### LISTA DE TAREFAS:
(a) No excerto do texto, reescreva por favor de forma mais breve o parágrafo que começa por "O sofrimento torna órfãos de fé", mantendo os factos principais.
(b) Formate como lista numerada todas as linhas da listagem, sem as linhas em branco.

### EXCERTO DO TEXTO:
┌──
QUANDO O DESESPERO FALA MAIS ALTO
“Eu só quero ir para um lugar
onde não haja nem armas, nem política, nem religião.”
Uma mulher de Beirute
O sofrimento torna órfãos de fé os
que sempre foram fiéis segundo uma qualquer forma de perspectivar o alcance de
Deus. Crentes que foram construindo um curriculum espiritual e religioso
segundo parâmetros herdados, ou não, mas que lhes diziam alguma coisa no seu
entendimento, que llhes respondiam às necessidades mais básicas enquanto seres
espirituais em transição neste planeta.
Sentiam que a organização religiosa os
projectava para uma vivência interior que lhes conferia a certeza de um bem-estar definitivo na tranquilidade de um
caminho que, ainda que não fosse o melhor, era, no entanto, o seu caminho.
└──
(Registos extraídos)
┌──
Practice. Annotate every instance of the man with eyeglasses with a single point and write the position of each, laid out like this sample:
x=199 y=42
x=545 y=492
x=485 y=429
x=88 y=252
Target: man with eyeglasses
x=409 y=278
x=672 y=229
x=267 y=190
└──
### EM RESPOSTA:
(a) O sofrimento deixa sem fé quem sempre foi fiel à sua maneira de entender Deus. São crentes que construíram um percurso espiritual e religioso segundo parâmetros, herdados ou não, que faziam sentido para eles. Esses parâmetros respondiam às suas necessidades mais básicas como seres espirituais de passagem por este planeta.

(b)
1. Practice. Annotate every instance of the man with eyeglasses with a single point and write the position of each, laid out like this sample:
2. x=199 y=42
3. x=545 y=492
4. x=485 y=429
5. x=88 y=252
6. Target: man with eyeglasses
7. x=409 y=278
8. x=672 y=229
9. x=267 y=190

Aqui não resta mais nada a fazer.